[TASK OBJECTIVE] Can you render every line of the items below as a Markdown table with the columns "Row" and "Line", numbering each row and leaving out blank lines?

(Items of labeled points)
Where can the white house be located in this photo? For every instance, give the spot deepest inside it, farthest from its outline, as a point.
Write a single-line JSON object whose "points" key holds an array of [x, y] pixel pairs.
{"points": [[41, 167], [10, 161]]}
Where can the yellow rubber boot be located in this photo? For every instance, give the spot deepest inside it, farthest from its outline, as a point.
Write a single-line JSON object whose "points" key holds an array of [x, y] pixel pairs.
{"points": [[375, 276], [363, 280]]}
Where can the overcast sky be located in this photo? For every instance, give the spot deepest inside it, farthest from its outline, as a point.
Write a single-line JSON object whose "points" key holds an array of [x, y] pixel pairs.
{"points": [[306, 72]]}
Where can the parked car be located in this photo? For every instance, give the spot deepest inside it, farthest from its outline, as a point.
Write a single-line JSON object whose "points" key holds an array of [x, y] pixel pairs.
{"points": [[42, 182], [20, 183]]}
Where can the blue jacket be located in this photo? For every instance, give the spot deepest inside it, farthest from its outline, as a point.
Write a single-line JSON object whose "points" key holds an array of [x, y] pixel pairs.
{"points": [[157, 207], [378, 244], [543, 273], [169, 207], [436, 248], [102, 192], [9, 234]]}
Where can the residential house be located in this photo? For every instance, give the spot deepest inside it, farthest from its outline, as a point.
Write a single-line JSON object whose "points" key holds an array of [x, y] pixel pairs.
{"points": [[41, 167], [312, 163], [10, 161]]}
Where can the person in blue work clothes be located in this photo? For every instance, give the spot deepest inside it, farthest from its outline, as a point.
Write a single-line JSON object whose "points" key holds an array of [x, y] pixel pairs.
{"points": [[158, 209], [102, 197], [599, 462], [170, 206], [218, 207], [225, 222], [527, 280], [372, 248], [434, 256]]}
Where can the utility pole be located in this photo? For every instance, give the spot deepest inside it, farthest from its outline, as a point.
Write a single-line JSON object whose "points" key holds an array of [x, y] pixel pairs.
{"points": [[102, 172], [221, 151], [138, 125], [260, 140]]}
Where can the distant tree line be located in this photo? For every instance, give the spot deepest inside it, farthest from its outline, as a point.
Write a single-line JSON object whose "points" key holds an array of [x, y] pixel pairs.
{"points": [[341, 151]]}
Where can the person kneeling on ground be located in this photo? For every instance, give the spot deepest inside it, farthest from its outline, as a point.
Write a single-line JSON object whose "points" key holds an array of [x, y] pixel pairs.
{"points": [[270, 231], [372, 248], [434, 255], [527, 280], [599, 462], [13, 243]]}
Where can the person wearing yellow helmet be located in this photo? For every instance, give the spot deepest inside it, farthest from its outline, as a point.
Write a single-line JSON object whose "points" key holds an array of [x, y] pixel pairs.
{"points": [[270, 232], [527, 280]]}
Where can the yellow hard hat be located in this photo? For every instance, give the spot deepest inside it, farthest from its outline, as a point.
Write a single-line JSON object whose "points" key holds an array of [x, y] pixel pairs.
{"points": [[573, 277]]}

[CORRECT RESPONSE]
| Row | Line |
|---|---|
| 1 | Where can the white house be located in this photo? For every instance, give the spot deepest inside it, farthest from its outline, as a point. |
| 2 | Write a single-line JSON object whose "points" key holds an array of [x, y] pixel pairs. |
| 3 | {"points": [[41, 167], [10, 161]]} |
| 4 | Where can the yellow rubber boot be located in this photo? For every instance, give the spot deepest inside it, farthest from its outline, as a point. |
| 5 | Write a single-line JSON object whose "points" key holds an array of [x, y] pixel pairs. |
| 6 | {"points": [[375, 276], [363, 280]]} |
| 7 | Where can the overcast sky be located in this photo? For every instance, give the spot deepest inside it, farthest from its outline, as a point. |
| 8 | Write a single-line JSON object whose "points" key holds an array of [x, y] pixel pairs. |
| 9 | {"points": [[306, 72]]} |
| 10 | Where can the parked car be located in this photo? For every instance, give the spot deepest inside it, farthest from its outline, as a point. |
| 11 | Write a single-line JSON object whose "points" key holds an array of [x, y] pixel pairs. |
| 12 | {"points": [[42, 182], [20, 183]]} |
| 13 | Where can the blue jacket be located in this photo? For every instance, give the spot deepest inside it, farthest from its outline, as a point. |
| 14 | Write a single-line JSON object whose "points" key holds an array of [x, y] pixel pairs. |
| 15 | {"points": [[157, 207], [378, 244], [543, 273], [169, 207], [436, 248], [102, 192], [9, 234]]} |
| 16 | Where can the residential house be located in this photo? For every instance, give the spot deepest inside it, farthest from its outline, as a point. |
| 17 | Write a single-line JSON object whose "points" key holds an array of [x, y] pixel pairs. |
| 18 | {"points": [[41, 167], [312, 163], [10, 161]]} |
| 19 | Where can the person in blue work clothes be located in this photo? For every instance, give the spot deepest inside it, farthest from its outline, as a point. |
| 20 | Write a single-line JSON object whose "points" key holds an array of [x, y] pixel pairs. |
| 21 | {"points": [[158, 209], [102, 197], [599, 462], [170, 206], [218, 207], [225, 222], [527, 280], [372, 248], [434, 256]]} |
| 22 | Where can the utility pole be located in this photo? For every instance, give the spot deepest inside it, farthest from its outline, as a point. |
| 23 | Write a single-line JSON object whose "points" key holds an array of [x, y] pixel pairs. |
| 24 | {"points": [[102, 172], [221, 151], [138, 125], [260, 140]]} |
| 25 | Where can the distant tree line be located in this photo? For every instance, give the spot deepest inside it, farthest from its outline, as a point. |
| 26 | Write a single-line JSON object whose "points" key holds an array of [x, y] pixel pairs. |
| 27 | {"points": [[341, 151]]} |
| 28 | Where can the person kneeling on ground be located in this photo? For every instance, give the spot deepest inside it, farthest from its outline, as a point. |
| 29 | Write a single-line JSON object whose "points" key holds an array of [x, y] pixel pairs. |
| 30 | {"points": [[270, 231], [372, 248], [434, 255], [527, 280], [599, 462], [13, 243]]} |
| 31 | Where can the person wearing yellow helmet be located in this photo? For every instance, give the spot deepest inside it, farthest from its outline, as a point. |
| 32 | Write a single-line JSON object whose "points" key holds an array of [x, y] pixel pairs. |
| 33 | {"points": [[270, 232], [527, 280]]} |
| 34 | Where can the yellow hard hat be located in this photo? For every instance, give the spot deepest inside it, farthest from its outline, as a point. |
| 35 | Write a single-line JSON object whose "points" key holds an array of [x, y] pixel pairs. |
| 36 | {"points": [[573, 277]]} |